さて、そんなブローズですが、活躍はそこだけ。無数のファンネルを飛ばしてボスやんを撹乱しますが、おいしいところはランドに持っていかれます。機械の体であることを生かしてボスやんの火炎を無効化したランドは、その一瞬の隙に切り込んで、ボスやんの右腕を切り落とします。落ちた腕には、六亡星とヘビの入れ墨がありますが、何かの紋章なのでしょうか。ボロボロになったランドを気遣うリンスと、えらく余裕な感じのログナーをせかすミコトを見ながら、次の見開きへ。


五つ目の見開き

ログナーに襲い掛かる、ボスやんの変な生き物の怪光線を、霊体であるミコトが体を張って守ります。ドリフのコントのようにボロボロになって、肌も露に艶姿を見せてくださるミコトさまですが、さすが霊体、一瞬で衣服が戻ります。自分を守ってくれたミコトに対してまたもやドイツ語で何事かささやきかえすログナー。多分、「次の一発で終わらせます」みたいなことを言っているんだと思うのですが。
強く右足を横に踏み出し、体全体をひねって力をため出すログナー。その踏み込みだけで、床に亀裂が走ります。八極拳という中国拳法に存在するという「震脚」を思い起こさせる、すさまじい踏み込みです。リンスがその場に居る全員に注意を促します。星団最強剣技「マキシマムバスタータイフォーン(M・B・T)」をログナーが放とうとしているのです。M・B・Tは星団史上最強騎士といわれるマキシだけが使える技なのかと思っていましたが、やっぱりログナーも使えるみたいです。ログナーが、今回唯一の、ドイツ語でない言葉を叫びます。「Rock’n Roll!!」

記録データ:

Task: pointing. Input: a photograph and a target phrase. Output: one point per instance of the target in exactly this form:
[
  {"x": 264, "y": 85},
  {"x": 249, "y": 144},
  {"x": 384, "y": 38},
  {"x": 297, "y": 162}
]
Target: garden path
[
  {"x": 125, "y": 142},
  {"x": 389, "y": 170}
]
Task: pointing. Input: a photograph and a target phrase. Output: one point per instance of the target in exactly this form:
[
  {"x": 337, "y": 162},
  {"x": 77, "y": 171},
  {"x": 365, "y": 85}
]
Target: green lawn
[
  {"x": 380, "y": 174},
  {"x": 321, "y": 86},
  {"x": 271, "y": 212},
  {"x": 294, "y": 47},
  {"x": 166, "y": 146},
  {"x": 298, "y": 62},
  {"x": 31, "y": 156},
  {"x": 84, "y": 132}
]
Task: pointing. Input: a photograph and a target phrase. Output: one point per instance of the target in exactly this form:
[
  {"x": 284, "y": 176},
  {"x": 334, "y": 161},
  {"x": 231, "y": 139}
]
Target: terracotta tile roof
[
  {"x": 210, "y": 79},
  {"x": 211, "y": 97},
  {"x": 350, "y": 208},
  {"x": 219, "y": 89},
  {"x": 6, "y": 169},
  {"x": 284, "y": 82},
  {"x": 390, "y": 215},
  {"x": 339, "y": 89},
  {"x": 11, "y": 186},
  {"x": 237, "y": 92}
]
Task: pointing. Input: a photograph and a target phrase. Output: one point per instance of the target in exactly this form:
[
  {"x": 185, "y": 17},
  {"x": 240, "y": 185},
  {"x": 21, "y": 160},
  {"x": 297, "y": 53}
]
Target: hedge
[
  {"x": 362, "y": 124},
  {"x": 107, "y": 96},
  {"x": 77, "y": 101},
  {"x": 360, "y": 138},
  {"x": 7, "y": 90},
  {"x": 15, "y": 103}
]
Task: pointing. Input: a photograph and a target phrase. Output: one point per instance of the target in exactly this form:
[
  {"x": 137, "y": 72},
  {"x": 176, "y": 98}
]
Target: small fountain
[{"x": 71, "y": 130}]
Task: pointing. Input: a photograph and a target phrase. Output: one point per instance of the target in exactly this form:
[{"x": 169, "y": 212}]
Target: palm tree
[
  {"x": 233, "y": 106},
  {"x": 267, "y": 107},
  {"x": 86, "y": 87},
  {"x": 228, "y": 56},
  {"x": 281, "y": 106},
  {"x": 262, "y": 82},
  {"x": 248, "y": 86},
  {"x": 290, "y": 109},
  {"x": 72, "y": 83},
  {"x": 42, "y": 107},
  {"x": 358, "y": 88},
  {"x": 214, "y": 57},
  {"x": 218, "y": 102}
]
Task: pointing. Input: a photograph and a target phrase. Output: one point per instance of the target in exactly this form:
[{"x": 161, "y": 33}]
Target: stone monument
* * *
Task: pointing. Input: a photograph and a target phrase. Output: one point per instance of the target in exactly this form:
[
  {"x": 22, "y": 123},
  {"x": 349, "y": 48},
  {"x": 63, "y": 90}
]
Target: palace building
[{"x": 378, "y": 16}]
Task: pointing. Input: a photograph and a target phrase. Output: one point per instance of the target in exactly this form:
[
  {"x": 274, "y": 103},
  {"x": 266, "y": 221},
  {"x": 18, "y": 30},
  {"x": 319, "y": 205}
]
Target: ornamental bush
* * *
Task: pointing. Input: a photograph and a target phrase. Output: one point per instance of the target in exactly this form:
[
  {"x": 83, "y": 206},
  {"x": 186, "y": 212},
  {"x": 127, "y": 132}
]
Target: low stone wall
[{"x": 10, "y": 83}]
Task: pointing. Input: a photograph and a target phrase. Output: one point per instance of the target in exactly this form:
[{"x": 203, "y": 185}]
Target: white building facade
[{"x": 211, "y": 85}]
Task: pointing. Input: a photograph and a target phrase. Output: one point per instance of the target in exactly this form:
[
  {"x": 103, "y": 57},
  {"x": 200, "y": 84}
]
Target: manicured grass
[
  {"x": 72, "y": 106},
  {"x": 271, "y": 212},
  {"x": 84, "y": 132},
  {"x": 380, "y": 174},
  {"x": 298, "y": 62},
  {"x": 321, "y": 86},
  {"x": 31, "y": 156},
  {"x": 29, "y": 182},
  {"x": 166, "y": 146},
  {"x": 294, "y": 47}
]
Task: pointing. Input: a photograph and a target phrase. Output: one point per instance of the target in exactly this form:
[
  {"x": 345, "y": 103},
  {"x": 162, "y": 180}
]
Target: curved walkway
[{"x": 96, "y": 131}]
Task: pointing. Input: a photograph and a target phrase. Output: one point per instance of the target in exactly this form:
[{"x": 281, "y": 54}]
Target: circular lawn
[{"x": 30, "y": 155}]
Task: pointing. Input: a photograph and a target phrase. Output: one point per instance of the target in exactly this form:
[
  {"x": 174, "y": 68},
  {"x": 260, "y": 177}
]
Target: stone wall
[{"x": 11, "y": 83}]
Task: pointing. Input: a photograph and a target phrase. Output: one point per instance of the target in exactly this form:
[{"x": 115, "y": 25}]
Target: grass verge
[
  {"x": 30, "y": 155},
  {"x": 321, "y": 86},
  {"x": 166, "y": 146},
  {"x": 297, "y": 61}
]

実施課題:
[a] ボスやん戦の解説文のうち、「さて、そんなブローズですが、」から「Rock’n Roll!!」」に至るまでの全文を、一字一句そのまま書き写してください。
[b] ボスやん戦の解説文を、最後に示された文の後から書き継いでください。
これらの資料は、ボスやん戦の解説文とは関係がありません。

出力結果:
[a]
さて、そんなブローズですが、活躍はそこだけ。無数のファンネルを飛ばしてボスやんを撹乱しますが、おいしいところはランドに持っていかれます。機械の体であることを生かしてボスやんの火炎を無効化したランドは、その一瞬の隙に切り込んで、ボスやんの右腕を切り落とします。落ちた腕には、六亡星とヘビの入れ墨がありますが、何かの紋章なのでしょうか。ボロボロになったランドを気遣うリンスと、えらく余裕な感じのログナーをせかすミコトを見ながら、次の見開きへ。


五つ目の見開き

ログナーに襲い掛かる、ボスやんの変な生き物の怪光線を、霊体であるミコトが体を張って守ります。ドリフのコントのようにボロボロになって、肌も露に艶姿を見せてくださるミコトさまですが、さすが霊体、一瞬で衣服が戻ります。自分を守ってくれたミコトに対してまたもやドイツ語で何事かささやきかえすログナー。多分、「次の一発で終わらせます」みたいなことを言っているんだと思うのですが。
強く右足を横に踏み出し、体全体をひねって力をため出すログナー。その踏み込みだけで、床に亀裂が走ります。八極拳という中国拳法に存在するという「震脚」を思い起こさせる、すさまじい踏み込みです。リンスがその場に居る全員に注意を促します。星団最強剣技「マキシマムバスタータイフォーン(M・B・T)」をログナーが放とうとしているのです。M・B・Tは星団史上最強騎士といわれるマキシだけが使える技なのかと思っていましたが、やっぱりログナーも使えるみたいです。ログナーが、今回唯一の、ドイツ語でない言葉を叫びます。「Rock’n Roll!!」

[b]
六つ目の見開き

全身のひねりから生まれた強力な衝撃波が、ボスやんの変な生き物を襲い、破壊します。勢いあまって、お城の外壁も崩壊し、あたりは崩れはじめます。事前に城からの退去命令を出していたサリオンは、こうなることを予期していたのでしょう。
敗北を認めたボスやんが、以前にヤクトミラージュに乗ったシャフトを殺した時のように、去り際にサリオンの命を奪おうとします。サリオンは自由を奪われ何も出来ません。危うし、といったところで最後の見開きへ。


最後の見開き

サリオンに向かって放たれた「絶対零度」を阻止すべく、リンスが放った衝撃波ですが、一瞬間に合わず、絶対零度はサリオンに命中します。リンスの衝撃波もボスやんに命中しますが、サリオンこれまでか、と思ったところに、身を挺してサリオンをかばったログナーの姿が浮かび上がります。絶対零度によって瞬時に凍り付いたログナーの体は、すでに崩れはじめて、まさに弁慶の立ち往生の状態になっています。おそらく、このログナーはここで死んでしまうのでしょう。マジャスティク・スタンドの本格始動はマンガ内時間で20年後の3030年あたりからですから、生まれ変わった次のログナーは早くてもまだ20歳、僕らの年齢に換算するとまだ6~7歳くらいですから、まあ、諜報活動ならともかく、まともな戦には参加できないことになります。その時代に、ここでログナーに命を救われたサリオンが代りにミラージュ騎士団司令となって活躍するはずですから、計算はばっちり合います。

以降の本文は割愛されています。